Si cette question n'est pas résolue
affirmativement, je demanderai la parole sur le fond de l'objet mis en
discussion, ou sur le chiffre de 400,000 fr. que le gouvernement demande pour
l'exploitation du British-Queen. Je demande
quel sera l'ordre de nos délibérations à l'égard de l'une et de l'autre
question. Il y a ici évidemment deux questions ; la première c'est l'achat du British-Queen, la seconde c'est celle de savoir si, après les
changements apportés à l'exécution de la loi, les 400,000 fr. que M. le
ministre de l'intérieur nous demande, seront encore alloués.
M. le
président. - La
parole est à M. Osy.
M. de
Brouckere, - M. le président,
j'ai demandé la parole sur la position de la question.
M. Osy. - J'attendrai volontiers que M. de Brouckere ait parlé.
M. de Brouckere. - Parlez ; M. le président aime mieux que ce soit vous que moi.
M. le président. - La parole est à M. de Brouckere.
M. de Brouckere. - J'avais demandé la parole sur la
position de la question, et cela prime tout ; le règlement est formel à cet égard, et le règlement est pour tout le
monde, Je ne sais pourquoi la parole ne m'a pas été accordée avant de l'être à M. Osy. Voilà trois ou quatre fois que cela
arrive, je ne comprends pas cette partialité à mon égard.
M. Doignon. - Il n'y a pas ici de partialité.
M. le président, - Il ne s'agit de la position de la question que lorsqu'il y a une
discussion, lorsqu'on va procéder au vote.
J'ai donc suivi le règlement en accordant la parole
d'après l'ordre d'inscription.
M. de Brouckere. - Messieurs, la question qui se présente ici se rattache
à la loi que vous avez votée l'année dernière. Vous avez voté, dans une session
précédente, une loi qui décide que pendant 14 ans
une somme de 400,000 fr. sera portée au budget pour l'établissement d'un
service de bateaux à vapeur entre
Les 400,000 fr. doivent donc être votés,
indépendamment de tout ce qui concerne l'achat du British-Queen ; c'est l'exécution d'une loi que la chambre doit
observer tant qu'elle est en vigueur,
Je pense donc que la seule question soulevée
aujourd'hui est celle de savoir si la chambre, en exécution de la loi,
maintiendra au budget les 400,000 fr., oui ou non ; et cette question ne peut
être résolue qu'affirmativement.

|---|

TÂCHE DEMANDÉE A | Recopiez à l'identique les lignes de la liste allant de celle qui contient « If you would be willing to indicate the distant » jusqu'à la fin de la liste, ces deux bornes comprises.
Cette liste n'a aucun rapport avec l'article.

|---|

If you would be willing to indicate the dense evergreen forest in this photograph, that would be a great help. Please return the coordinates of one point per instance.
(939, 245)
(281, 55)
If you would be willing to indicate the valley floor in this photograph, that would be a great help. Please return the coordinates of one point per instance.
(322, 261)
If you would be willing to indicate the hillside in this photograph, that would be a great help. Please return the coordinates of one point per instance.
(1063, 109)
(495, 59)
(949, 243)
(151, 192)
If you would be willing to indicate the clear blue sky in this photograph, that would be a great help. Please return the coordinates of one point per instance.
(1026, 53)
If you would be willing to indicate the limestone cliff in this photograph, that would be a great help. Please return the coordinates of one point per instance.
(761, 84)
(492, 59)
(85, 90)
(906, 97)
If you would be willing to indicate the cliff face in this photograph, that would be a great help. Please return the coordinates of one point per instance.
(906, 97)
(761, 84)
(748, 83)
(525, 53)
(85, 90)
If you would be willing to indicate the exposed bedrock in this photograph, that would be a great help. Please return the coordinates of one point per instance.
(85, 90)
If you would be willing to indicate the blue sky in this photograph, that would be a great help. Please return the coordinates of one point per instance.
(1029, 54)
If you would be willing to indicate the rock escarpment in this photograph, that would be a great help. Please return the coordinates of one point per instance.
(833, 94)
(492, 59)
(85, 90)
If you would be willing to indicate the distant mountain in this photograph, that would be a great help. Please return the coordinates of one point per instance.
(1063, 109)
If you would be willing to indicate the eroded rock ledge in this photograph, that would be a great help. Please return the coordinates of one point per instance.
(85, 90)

|---|

TÂCHE DEMANDÉE B |
Répondez brièvement d'après l'article :
(i) Quelle somme le gouvernement demande-t-il pour l'exploitation du British-Queen ?
(ii) D'après quel ordre le président dit-il avoir accordé la parole ?
(iii) Pendant combien d'années la loi votée dans une session précédente prévoit-elle d'inscrire cette somme au budget ?

RÉPONSE COMPLÈTE A |
If you would be willing to indicate the distant mountain in this photograph, that would be a great help. Please return the coordinates of one point per instance.
(1063, 109)
If you would be willing to indicate the eroded rock ledge in this photograph, that would be a great help. Please return the coordinates of one point per instance.
(85, 90)

RÉPONSE COMPLÈTE B |
(i) 400,000 fr.
(ii) D'après l'ordre d'inscription.
(iii) Pendant 14 ans.